*Données fournies:*
━━━━

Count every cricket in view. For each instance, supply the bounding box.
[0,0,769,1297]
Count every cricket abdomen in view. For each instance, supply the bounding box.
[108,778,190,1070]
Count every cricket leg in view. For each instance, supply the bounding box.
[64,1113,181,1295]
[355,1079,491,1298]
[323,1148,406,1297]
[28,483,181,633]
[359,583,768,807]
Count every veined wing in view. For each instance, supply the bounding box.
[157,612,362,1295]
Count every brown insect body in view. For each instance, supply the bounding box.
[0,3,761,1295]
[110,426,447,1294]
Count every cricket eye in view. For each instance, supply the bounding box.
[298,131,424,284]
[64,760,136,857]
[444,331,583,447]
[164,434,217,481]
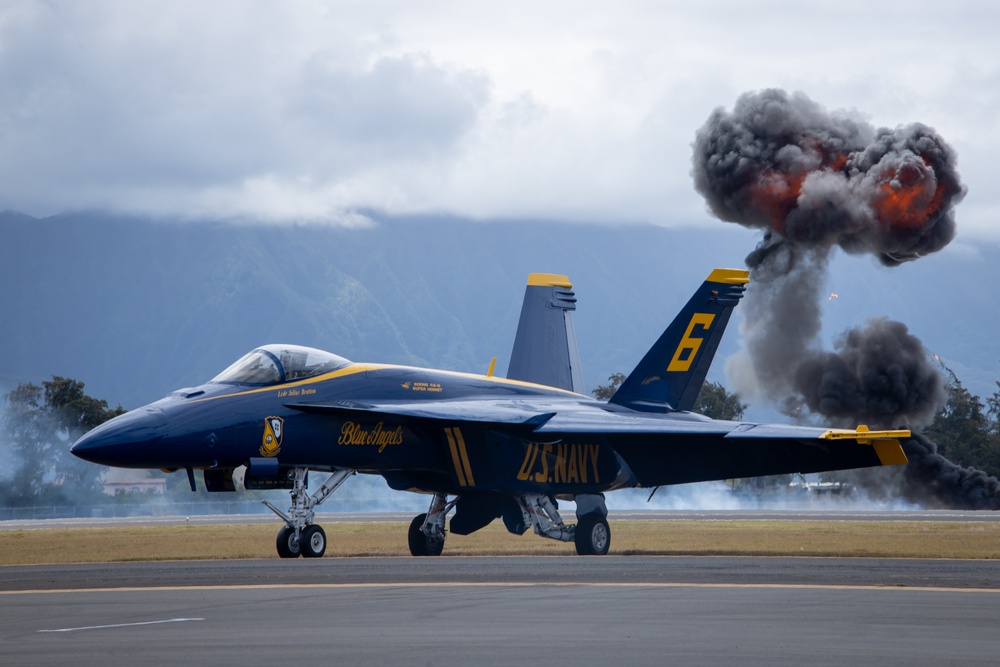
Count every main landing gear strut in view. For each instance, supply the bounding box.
[261,468,355,558]
[408,493,611,556]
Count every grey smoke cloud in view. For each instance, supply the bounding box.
[692,89,966,266]
[693,89,1000,509]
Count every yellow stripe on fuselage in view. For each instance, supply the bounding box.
[191,364,590,403]
[452,426,476,486]
[444,428,469,486]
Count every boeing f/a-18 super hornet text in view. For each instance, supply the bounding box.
[72,269,910,558]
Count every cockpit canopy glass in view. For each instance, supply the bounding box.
[212,345,351,384]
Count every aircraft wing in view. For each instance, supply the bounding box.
[285,399,910,444]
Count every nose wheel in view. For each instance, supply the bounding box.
[262,468,354,558]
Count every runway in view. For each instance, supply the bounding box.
[0,556,1000,666]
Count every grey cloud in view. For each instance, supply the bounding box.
[0,3,489,214]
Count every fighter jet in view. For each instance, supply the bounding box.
[72,269,910,558]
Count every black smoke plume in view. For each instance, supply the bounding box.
[693,89,965,266]
[692,89,1000,509]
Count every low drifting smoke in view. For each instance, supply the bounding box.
[693,90,1000,509]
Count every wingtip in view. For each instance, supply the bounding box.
[708,269,750,285]
[528,273,573,289]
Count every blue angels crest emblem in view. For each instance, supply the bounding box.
[260,417,285,456]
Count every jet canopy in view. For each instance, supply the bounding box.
[212,345,351,384]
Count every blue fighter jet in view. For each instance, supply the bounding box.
[72,269,910,558]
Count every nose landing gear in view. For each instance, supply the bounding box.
[261,468,355,558]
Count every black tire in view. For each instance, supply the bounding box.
[574,512,611,556]
[299,524,326,558]
[407,513,444,556]
[277,526,302,558]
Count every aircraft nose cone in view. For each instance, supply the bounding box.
[70,407,167,468]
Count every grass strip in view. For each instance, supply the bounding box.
[0,521,1000,565]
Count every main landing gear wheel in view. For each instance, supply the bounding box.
[278,526,302,558]
[407,512,444,556]
[299,524,326,558]
[574,512,611,556]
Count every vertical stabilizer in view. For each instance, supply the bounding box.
[507,273,584,393]
[610,269,750,412]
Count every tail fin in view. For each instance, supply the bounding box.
[507,273,584,393]
[609,269,750,412]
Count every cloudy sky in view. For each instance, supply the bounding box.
[0,0,1000,241]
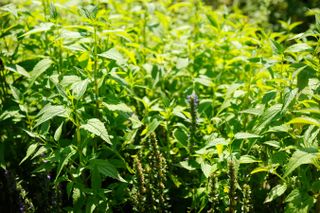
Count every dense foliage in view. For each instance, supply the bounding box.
[0,0,320,213]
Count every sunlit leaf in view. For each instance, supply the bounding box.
[80,118,112,144]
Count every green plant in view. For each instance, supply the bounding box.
[0,0,320,212]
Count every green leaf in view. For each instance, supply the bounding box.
[271,40,284,54]
[176,58,189,69]
[263,141,280,149]
[285,189,314,213]
[90,159,127,183]
[179,161,196,171]
[264,183,287,203]
[53,122,64,141]
[240,155,261,164]
[285,43,312,53]
[6,64,30,78]
[102,102,132,112]
[20,22,54,37]
[250,167,270,175]
[19,144,38,165]
[201,162,212,178]
[288,117,320,127]
[55,145,77,182]
[71,79,89,100]
[80,118,112,144]
[281,88,298,113]
[141,119,160,137]
[254,104,282,133]
[35,105,67,127]
[98,48,125,65]
[284,150,318,177]
[29,58,53,88]
[234,132,261,139]
[173,128,188,147]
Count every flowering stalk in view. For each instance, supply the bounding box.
[150,133,168,211]
[228,160,237,213]
[208,173,219,213]
[241,184,252,213]
[134,157,146,212]
[188,92,199,153]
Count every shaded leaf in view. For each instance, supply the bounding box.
[90,159,127,182]
[80,118,112,144]
[264,183,287,203]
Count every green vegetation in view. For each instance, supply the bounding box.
[0,0,320,213]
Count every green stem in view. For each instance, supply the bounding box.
[93,24,99,114]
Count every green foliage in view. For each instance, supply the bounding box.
[0,0,320,212]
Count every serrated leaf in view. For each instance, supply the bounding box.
[55,146,77,181]
[19,144,38,165]
[102,102,132,112]
[173,128,188,147]
[234,132,261,139]
[35,105,67,127]
[288,117,320,127]
[141,119,160,137]
[201,162,212,178]
[72,188,81,205]
[264,183,287,203]
[71,79,89,100]
[285,43,312,53]
[179,161,196,171]
[263,141,280,148]
[281,88,298,113]
[176,58,189,69]
[31,146,47,159]
[98,48,125,65]
[240,155,261,164]
[254,104,282,133]
[90,159,127,183]
[250,167,270,175]
[284,150,318,177]
[53,122,64,141]
[6,64,30,78]
[20,22,54,37]
[271,40,284,54]
[29,58,53,87]
[80,118,112,144]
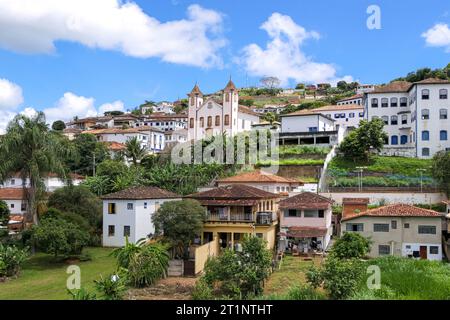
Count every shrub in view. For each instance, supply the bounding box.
[331,232,371,259]
[0,244,28,277]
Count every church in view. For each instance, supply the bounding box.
[188,79,259,140]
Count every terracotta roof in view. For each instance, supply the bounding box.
[310,104,364,113]
[286,226,327,238]
[224,79,236,91]
[217,170,303,185]
[279,192,333,209]
[188,184,279,200]
[189,84,203,96]
[238,105,261,117]
[370,81,412,93]
[106,141,126,151]
[101,187,181,200]
[342,203,442,221]
[0,188,25,200]
[414,78,450,84]
[342,198,370,204]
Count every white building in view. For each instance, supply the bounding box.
[0,173,84,192]
[336,94,364,106]
[365,79,450,158]
[102,187,181,247]
[188,80,259,140]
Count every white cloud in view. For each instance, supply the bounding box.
[238,12,353,85]
[0,0,226,67]
[422,23,450,52]
[0,78,23,110]
[98,100,125,115]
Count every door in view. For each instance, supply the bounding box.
[420,246,427,259]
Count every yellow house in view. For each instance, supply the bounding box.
[188,185,280,249]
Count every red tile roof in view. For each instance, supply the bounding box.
[342,203,442,221]
[101,187,181,200]
[279,192,333,209]
[0,188,25,200]
[217,170,303,185]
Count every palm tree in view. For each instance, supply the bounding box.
[0,112,72,224]
[125,137,147,165]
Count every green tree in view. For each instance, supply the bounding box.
[152,199,206,256]
[431,151,450,196]
[331,232,371,259]
[52,120,66,131]
[339,118,388,161]
[125,137,147,165]
[0,112,71,224]
[0,200,11,226]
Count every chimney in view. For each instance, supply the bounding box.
[342,198,369,218]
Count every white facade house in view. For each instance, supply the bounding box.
[281,110,335,133]
[0,173,84,192]
[365,79,450,158]
[188,80,259,140]
[102,187,181,247]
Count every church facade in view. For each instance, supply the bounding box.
[188,80,259,140]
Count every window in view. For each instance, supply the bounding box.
[378,244,391,256]
[430,246,439,254]
[108,226,116,237]
[391,136,398,145]
[372,98,378,108]
[400,97,408,107]
[400,135,408,144]
[391,98,398,108]
[418,226,436,234]
[402,114,408,124]
[391,116,398,126]
[373,223,389,232]
[108,203,116,214]
[123,226,131,237]
[345,223,364,232]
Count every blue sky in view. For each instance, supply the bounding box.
[0,0,450,130]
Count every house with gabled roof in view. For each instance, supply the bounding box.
[101,187,181,247]
[341,203,444,260]
[216,170,304,193]
[187,184,280,249]
[279,192,333,254]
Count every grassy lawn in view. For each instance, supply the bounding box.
[0,248,115,300]
[264,256,320,295]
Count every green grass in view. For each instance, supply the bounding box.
[0,248,116,300]
[329,156,432,177]
[353,257,450,300]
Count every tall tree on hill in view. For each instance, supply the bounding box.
[0,112,71,224]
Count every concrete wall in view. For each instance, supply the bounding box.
[320,192,447,204]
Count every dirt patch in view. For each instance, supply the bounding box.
[126,277,197,300]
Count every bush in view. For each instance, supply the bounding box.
[0,244,28,277]
[331,232,371,259]
[32,217,89,258]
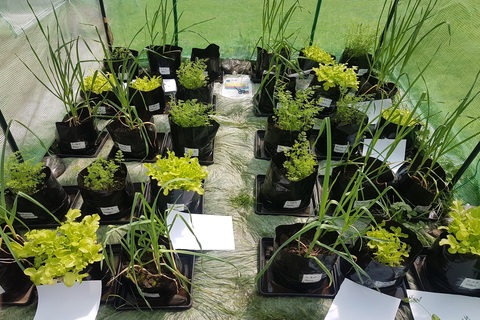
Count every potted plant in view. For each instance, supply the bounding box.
[265,88,321,157]
[21,4,99,155]
[77,151,134,220]
[423,200,480,297]
[168,99,220,162]
[144,151,208,215]
[130,76,165,119]
[342,220,423,289]
[259,132,318,212]
[2,153,70,225]
[176,59,213,103]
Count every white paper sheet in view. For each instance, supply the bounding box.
[407,289,480,320]
[167,210,235,250]
[362,139,407,173]
[34,280,102,320]
[325,279,400,320]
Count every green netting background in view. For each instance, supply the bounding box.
[0,0,480,319]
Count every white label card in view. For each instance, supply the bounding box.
[100,206,120,216]
[117,143,132,152]
[302,273,323,283]
[283,200,302,209]
[70,141,87,150]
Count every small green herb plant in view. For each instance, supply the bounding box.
[283,132,317,181]
[366,222,410,267]
[177,59,208,89]
[12,209,103,287]
[144,151,208,195]
[302,44,335,64]
[5,152,46,195]
[170,99,214,128]
[273,88,321,131]
[439,200,480,256]
[312,63,358,96]
[83,150,123,191]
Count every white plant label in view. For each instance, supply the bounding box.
[185,148,199,157]
[17,212,38,219]
[373,280,396,288]
[117,143,132,152]
[302,273,323,283]
[460,278,480,290]
[100,206,120,216]
[283,200,302,209]
[333,144,348,153]
[277,145,292,152]
[70,141,87,150]
[158,67,170,75]
[148,102,160,112]
[167,203,186,211]
[320,97,332,107]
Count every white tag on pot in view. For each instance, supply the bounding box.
[320,97,332,107]
[100,206,120,216]
[17,211,38,219]
[158,67,170,75]
[117,143,132,152]
[302,273,323,283]
[460,278,480,290]
[333,144,348,153]
[283,200,302,209]
[167,203,186,211]
[277,145,292,153]
[70,141,87,150]
[185,148,199,157]
[148,102,160,112]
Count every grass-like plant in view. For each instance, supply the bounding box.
[177,59,208,89]
[273,87,321,131]
[439,200,480,256]
[12,209,103,287]
[144,151,208,195]
[170,99,214,128]
[366,221,410,267]
[283,132,317,181]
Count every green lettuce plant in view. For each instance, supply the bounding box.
[144,151,208,195]
[366,222,410,267]
[177,59,208,89]
[283,132,317,181]
[12,209,103,287]
[439,200,480,255]
[170,99,214,128]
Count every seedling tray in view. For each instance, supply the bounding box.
[257,238,339,298]
[255,174,321,217]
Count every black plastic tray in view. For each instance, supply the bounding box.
[255,174,322,217]
[45,131,108,158]
[107,132,166,162]
[113,254,195,311]
[258,238,339,298]
[162,132,215,166]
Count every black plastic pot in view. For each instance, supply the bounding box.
[270,223,338,292]
[146,44,183,79]
[106,119,158,159]
[6,167,70,226]
[259,152,318,212]
[340,221,423,289]
[391,159,447,211]
[423,232,480,297]
[191,43,223,83]
[264,116,311,158]
[330,157,394,206]
[77,163,135,220]
[168,115,220,161]
[55,108,98,155]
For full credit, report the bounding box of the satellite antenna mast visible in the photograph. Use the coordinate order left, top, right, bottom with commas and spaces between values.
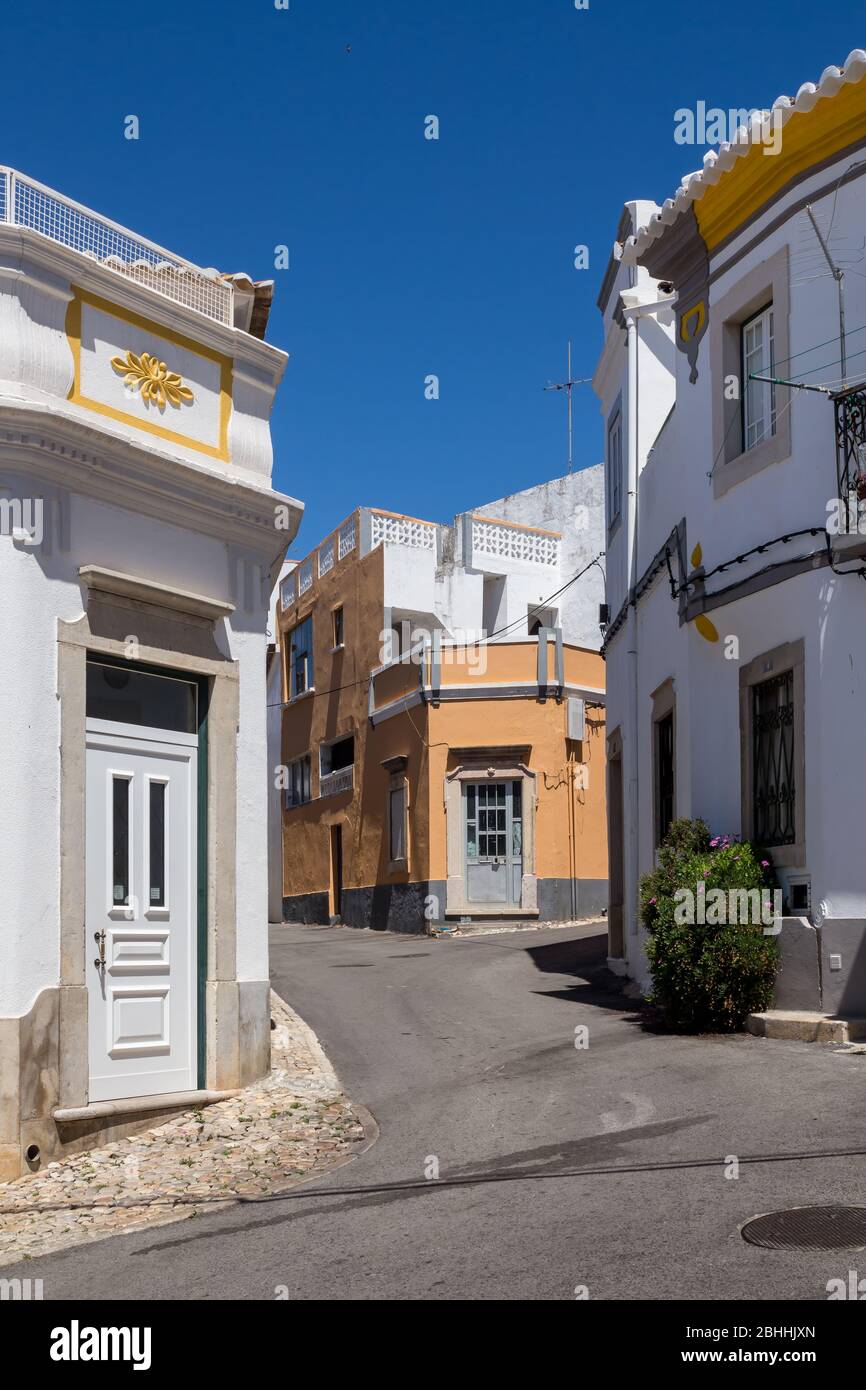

━━━━

*Consigne:*
Mets en liste numérotée les lignes des entrées ci-dessus, à partir de celle qui contient "Count every window" et jusqu'à celle qui contient "[320,192,447,204]", ces deux lignes comprises. Laisse de côté les lignes vides.

*Réponse complète:*
1. Count every window in view. For each instance, supply the bounding box.
2. [378,244,391,256]
3. [430,246,439,254]
4. [108,226,116,237]
5. [391,136,398,145]
6. [372,98,378,108]
7. [400,97,408,107]
8. [400,135,408,144]
9. [391,98,398,108]
10. [418,226,436,234]
11. [402,114,408,124]
12. [391,116,398,126]
13. [373,223,389,232]
14. [108,203,116,214]
15. [123,226,131,237]
16. [345,223,364,232]
17. Count every blue sky in view. For each instance, supply the bounding box.
18. [0,0,450,130]
19. Count every house with gabled roof in view. For each instance, supply the bounding box.
20. [101,187,181,247]
21. [341,203,444,260]
22. [216,170,304,193]
23. [187,184,280,249]
24. [279,192,333,254]
25. Count every grassy lawn in view. For each instance, supply the bounding box.
26. [0,248,115,300]
27. [264,256,320,295]
28. Count every green grass in view. For each instance, supply the bounding box.
29. [0,248,116,300]
30. [329,156,432,177]
31. [353,257,450,300]
32. Count every tall tree on hill in view. For each instance, supply the bounding box.
33. [0,112,71,224]
34. Count every concrete wall in view. For each instance, supply the bounding box.
35. [320,192,447,204]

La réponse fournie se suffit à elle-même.